# [Data section]
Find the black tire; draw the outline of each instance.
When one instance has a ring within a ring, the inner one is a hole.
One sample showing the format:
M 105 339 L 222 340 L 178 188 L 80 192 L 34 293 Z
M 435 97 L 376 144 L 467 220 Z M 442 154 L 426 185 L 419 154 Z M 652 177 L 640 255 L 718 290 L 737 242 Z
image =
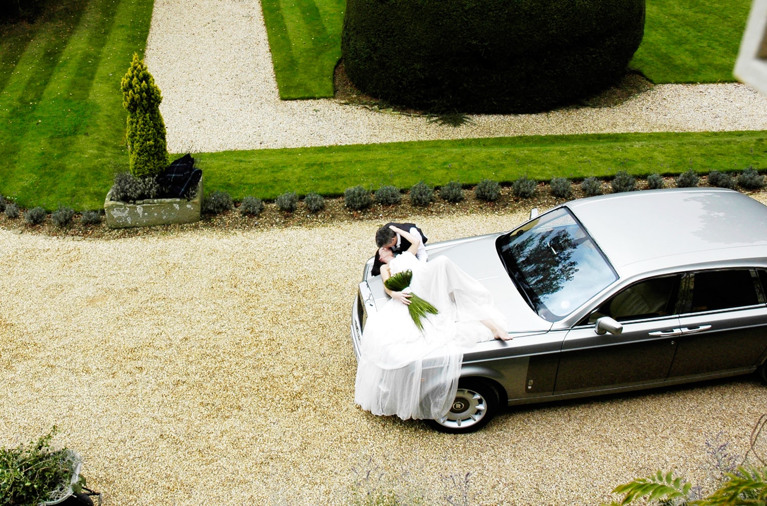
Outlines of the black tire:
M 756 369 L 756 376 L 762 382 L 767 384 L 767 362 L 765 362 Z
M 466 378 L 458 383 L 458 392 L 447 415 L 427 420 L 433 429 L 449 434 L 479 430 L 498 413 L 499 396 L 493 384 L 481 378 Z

* * *

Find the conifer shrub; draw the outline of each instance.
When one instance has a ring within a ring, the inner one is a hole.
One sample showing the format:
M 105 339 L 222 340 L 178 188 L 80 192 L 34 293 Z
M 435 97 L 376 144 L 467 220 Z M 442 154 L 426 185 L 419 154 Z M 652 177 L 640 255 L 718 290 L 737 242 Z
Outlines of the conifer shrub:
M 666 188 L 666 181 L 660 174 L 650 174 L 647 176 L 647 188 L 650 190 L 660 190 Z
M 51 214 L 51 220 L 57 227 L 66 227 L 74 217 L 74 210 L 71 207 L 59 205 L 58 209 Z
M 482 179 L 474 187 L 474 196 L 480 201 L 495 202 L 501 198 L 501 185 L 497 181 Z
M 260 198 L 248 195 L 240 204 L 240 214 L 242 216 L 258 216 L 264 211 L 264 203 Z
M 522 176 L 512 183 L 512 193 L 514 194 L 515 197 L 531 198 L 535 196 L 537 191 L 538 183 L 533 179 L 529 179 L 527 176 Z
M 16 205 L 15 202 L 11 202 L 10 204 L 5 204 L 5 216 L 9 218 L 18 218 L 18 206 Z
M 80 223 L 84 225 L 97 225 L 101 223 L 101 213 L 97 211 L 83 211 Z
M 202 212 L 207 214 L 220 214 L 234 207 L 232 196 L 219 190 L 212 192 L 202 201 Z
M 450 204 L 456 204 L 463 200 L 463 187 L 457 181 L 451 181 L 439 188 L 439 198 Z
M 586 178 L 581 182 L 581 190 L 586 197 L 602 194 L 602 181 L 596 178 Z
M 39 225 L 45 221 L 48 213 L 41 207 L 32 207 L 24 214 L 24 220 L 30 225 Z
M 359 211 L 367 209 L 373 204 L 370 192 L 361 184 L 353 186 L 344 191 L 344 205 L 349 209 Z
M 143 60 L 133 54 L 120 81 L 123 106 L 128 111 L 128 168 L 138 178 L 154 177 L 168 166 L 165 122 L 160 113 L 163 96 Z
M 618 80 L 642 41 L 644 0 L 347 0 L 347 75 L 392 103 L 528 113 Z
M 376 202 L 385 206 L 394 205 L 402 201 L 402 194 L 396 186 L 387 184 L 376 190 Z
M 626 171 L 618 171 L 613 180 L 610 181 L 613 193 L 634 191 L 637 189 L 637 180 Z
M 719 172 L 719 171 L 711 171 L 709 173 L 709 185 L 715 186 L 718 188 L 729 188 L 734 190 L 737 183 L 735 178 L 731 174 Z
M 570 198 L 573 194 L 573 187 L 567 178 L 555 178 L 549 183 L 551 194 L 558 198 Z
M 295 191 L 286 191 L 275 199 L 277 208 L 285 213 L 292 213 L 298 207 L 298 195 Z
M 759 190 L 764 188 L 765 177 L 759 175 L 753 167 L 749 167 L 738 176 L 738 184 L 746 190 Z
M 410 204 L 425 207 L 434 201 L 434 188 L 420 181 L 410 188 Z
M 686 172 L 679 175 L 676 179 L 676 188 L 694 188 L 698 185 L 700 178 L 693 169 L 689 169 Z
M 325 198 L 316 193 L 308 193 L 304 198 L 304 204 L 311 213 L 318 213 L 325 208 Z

# [Instructions for the task]
Copy the records above from the line containing "Find the black" to the line containing "M 756 369 L", both lines included, without changing a character. Omit the pictures from your output.

# [Written response]
Find the black tire; draw the outline of each instance.
When one instance has a ring within a ring, the inner one is a hole.
One sample showing the format:
M 105 339 L 222 340 L 178 188 L 80 192 L 34 293 Z
M 435 97 L 376 144 L 467 220 Z M 442 154 L 426 185 L 419 154 Z M 652 177 L 640 255 L 718 290 L 737 242 Z
image =
Outlines of the black tire:
M 756 369 L 756 376 L 762 382 L 767 384 L 767 362 L 765 362 Z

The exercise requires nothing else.